→ To be done
Show every line in the entries below that contains the word "white", copying each such line in full.

→ Extracted material
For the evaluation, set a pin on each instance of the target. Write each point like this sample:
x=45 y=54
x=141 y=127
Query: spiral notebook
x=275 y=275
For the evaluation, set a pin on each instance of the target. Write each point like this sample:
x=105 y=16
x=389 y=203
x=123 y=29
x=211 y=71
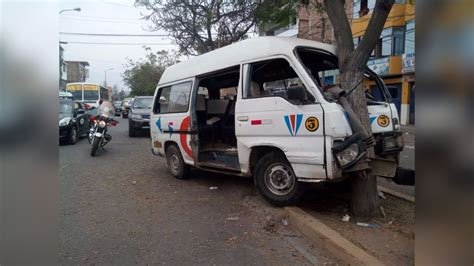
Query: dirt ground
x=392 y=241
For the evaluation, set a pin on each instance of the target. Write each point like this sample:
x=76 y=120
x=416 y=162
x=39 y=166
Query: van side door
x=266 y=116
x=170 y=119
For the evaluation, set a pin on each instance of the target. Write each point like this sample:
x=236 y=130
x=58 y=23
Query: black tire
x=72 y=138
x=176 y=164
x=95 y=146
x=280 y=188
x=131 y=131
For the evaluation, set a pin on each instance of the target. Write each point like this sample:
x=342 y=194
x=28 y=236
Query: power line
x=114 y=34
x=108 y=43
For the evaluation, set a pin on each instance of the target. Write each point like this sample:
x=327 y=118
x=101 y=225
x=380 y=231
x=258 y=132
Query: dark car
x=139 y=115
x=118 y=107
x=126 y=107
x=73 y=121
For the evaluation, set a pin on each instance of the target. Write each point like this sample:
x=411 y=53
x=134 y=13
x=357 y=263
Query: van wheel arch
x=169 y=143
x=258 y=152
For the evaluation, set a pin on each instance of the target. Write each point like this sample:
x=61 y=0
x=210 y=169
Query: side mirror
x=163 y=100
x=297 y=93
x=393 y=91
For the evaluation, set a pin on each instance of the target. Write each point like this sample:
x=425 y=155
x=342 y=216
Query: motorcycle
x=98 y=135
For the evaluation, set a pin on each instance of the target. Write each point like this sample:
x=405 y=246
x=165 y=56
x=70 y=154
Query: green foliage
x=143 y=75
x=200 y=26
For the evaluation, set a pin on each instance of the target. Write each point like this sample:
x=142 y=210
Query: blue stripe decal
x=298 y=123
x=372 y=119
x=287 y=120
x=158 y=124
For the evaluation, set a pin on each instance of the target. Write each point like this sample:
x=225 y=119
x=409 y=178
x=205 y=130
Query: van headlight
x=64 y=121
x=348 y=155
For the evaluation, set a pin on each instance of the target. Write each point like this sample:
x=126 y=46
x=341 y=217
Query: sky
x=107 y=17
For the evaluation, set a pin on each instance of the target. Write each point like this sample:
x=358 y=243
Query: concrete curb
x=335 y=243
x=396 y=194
---
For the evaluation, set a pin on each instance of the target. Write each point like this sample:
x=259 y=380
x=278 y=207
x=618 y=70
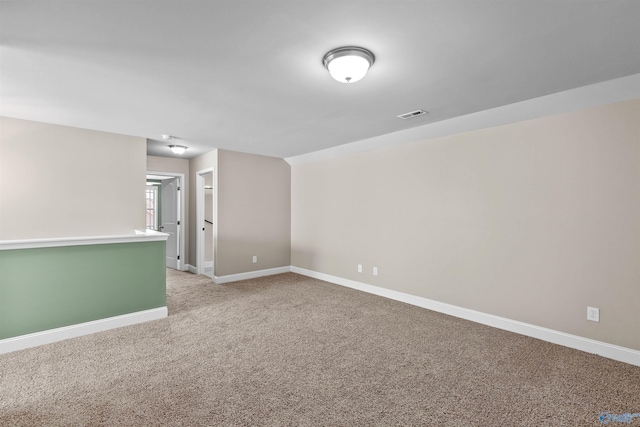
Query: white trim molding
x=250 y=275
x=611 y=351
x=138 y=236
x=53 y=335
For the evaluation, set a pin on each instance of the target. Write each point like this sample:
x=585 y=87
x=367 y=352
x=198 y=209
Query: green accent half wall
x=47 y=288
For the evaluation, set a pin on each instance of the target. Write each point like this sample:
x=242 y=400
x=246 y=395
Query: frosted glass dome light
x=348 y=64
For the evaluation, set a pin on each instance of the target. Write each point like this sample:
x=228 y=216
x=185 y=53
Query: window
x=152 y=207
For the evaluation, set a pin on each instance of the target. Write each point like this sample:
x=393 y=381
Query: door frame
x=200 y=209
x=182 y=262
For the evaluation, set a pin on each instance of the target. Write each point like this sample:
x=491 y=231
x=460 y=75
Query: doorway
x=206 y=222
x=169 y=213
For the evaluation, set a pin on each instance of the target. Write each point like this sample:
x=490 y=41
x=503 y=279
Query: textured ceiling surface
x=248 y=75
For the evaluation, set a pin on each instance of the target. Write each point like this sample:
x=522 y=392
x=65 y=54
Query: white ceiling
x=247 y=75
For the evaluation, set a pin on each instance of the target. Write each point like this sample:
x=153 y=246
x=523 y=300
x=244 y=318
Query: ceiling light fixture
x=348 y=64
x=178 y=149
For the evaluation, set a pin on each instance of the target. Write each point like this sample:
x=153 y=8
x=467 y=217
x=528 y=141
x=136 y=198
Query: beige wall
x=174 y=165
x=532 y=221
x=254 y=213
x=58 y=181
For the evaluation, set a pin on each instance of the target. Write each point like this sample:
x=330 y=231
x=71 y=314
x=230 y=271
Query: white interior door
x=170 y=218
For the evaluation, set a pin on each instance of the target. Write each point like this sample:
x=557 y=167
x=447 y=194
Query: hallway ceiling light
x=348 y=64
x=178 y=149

→ Answer
Query: white trim molding
Query: white ceiling
Query: white interior door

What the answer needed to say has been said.